### Aim of the task
Reproduce exactly the lines from the one containing "Find the blue" through the last line of the data, both ends included.

[Rows from a dataset]
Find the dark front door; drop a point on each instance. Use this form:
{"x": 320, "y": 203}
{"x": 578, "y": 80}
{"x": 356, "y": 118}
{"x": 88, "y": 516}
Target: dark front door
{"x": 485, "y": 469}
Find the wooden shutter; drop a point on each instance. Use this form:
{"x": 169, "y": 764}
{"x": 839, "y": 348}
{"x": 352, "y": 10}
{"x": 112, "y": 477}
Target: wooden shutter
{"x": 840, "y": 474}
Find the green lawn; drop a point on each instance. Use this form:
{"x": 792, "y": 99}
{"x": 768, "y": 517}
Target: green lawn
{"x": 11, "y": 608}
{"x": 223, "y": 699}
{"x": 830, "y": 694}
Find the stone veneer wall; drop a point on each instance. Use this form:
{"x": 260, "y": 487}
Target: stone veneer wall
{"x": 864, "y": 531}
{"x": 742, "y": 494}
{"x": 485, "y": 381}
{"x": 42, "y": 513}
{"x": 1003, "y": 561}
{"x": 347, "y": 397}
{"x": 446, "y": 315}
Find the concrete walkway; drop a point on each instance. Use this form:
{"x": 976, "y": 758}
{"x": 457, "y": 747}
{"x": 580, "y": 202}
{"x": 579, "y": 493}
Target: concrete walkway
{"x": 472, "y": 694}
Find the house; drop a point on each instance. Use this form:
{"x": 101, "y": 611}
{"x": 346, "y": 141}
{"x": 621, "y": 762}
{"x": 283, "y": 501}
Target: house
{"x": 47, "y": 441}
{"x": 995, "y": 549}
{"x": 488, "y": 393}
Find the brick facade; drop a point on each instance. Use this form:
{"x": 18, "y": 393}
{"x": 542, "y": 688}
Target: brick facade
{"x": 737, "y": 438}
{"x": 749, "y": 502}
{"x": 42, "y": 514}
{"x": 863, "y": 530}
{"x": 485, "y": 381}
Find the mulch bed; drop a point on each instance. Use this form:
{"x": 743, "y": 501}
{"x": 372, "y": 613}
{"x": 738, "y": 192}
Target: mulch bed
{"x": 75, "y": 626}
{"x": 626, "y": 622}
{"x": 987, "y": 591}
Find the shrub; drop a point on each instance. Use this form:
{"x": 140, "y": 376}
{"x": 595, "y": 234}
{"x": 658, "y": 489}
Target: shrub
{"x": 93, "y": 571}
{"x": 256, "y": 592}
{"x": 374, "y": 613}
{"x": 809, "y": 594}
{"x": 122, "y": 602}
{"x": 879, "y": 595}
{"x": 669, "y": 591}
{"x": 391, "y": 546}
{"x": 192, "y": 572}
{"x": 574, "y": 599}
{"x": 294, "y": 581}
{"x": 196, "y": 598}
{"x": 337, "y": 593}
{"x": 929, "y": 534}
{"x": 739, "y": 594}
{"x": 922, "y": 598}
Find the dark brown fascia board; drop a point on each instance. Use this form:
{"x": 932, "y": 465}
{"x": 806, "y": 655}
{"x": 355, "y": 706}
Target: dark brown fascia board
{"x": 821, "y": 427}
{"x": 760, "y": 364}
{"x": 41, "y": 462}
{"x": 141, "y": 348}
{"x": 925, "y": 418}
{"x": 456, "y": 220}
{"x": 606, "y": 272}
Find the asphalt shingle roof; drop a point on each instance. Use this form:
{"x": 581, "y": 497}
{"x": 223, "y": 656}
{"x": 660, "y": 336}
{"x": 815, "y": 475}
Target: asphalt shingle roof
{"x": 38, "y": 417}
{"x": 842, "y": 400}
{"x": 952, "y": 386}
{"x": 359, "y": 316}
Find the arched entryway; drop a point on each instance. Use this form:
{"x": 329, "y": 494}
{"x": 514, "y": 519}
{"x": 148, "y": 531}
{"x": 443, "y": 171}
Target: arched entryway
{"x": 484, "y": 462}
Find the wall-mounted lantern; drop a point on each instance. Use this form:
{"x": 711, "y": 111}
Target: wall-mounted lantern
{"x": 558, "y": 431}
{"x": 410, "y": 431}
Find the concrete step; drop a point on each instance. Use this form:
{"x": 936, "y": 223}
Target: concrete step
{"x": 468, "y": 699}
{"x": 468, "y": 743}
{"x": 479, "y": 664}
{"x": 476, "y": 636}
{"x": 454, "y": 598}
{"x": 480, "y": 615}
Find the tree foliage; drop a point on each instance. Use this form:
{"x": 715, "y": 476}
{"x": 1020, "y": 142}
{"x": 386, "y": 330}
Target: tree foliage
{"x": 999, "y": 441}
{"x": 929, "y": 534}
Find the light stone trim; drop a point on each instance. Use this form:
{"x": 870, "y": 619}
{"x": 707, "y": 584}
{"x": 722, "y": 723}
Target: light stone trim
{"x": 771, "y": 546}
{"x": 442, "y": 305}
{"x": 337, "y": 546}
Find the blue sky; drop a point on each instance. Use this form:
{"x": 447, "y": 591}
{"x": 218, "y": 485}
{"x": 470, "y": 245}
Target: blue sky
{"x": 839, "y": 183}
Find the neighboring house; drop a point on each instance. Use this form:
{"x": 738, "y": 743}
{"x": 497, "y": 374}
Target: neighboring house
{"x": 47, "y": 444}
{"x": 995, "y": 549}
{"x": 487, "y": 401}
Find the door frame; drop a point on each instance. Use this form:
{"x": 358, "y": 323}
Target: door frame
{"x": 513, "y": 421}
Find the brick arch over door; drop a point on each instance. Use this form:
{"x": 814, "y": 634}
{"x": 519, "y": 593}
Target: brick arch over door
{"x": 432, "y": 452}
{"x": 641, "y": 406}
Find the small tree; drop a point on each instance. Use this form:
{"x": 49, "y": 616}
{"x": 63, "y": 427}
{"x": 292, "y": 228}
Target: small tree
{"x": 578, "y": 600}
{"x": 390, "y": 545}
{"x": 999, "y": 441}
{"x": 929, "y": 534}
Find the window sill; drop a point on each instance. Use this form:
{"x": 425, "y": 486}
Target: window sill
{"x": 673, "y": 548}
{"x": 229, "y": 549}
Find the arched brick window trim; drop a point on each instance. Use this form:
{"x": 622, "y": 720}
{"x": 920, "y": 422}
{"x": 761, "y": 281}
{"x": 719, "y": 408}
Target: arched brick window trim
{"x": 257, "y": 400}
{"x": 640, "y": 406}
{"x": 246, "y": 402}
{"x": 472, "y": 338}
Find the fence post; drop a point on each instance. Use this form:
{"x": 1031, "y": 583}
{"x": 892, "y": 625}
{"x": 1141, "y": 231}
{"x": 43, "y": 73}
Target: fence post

### Result below
Find the blue sky; drop a point on each instance. Use this form:
{"x": 447, "y": 591}
{"x": 218, "y": 485}
{"x": 470, "y": 245}
Target: blue sky
{"x": 839, "y": 183}
Find the neighboring house; drop a point on each instance. Use this form:
{"x": 738, "y": 743}
{"x": 497, "y": 374}
Target: neighboring house
{"x": 47, "y": 444}
{"x": 995, "y": 549}
{"x": 487, "y": 401}
Find the door frame; drop a point on each instance. Use this form:
{"x": 358, "y": 323}
Target: door frame
{"x": 513, "y": 421}
Find the brick arch over door; drop a point on each instance. Use this form:
{"x": 814, "y": 634}
{"x": 519, "y": 593}
Target: brick arch over door
{"x": 432, "y": 452}
{"x": 641, "y": 406}
Find the small tree; drop a point on each instance. Use this form:
{"x": 49, "y": 616}
{"x": 63, "y": 427}
{"x": 292, "y": 228}
Target: small tree
{"x": 578, "y": 600}
{"x": 390, "y": 545}
{"x": 999, "y": 441}
{"x": 929, "y": 534}
Find the window sill; drop a point on each instance. Use this form:
{"x": 425, "y": 486}
Target: window sill
{"x": 673, "y": 548}
{"x": 229, "y": 549}
Find the arched brick window trim; drop a point on each instance. Use this form:
{"x": 622, "y": 720}
{"x": 920, "y": 422}
{"x": 761, "y": 281}
{"x": 719, "y": 408}
Target: arched brick window trim
{"x": 257, "y": 400}
{"x": 640, "y": 406}
{"x": 246, "y": 402}
{"x": 472, "y": 338}
Find the fence post; drop a point on each instance. Use this form:
{"x": 1031, "y": 583}
{"x": 892, "y": 625}
{"x": 1141, "y": 231}
{"x": 43, "y": 73}
Target: fence post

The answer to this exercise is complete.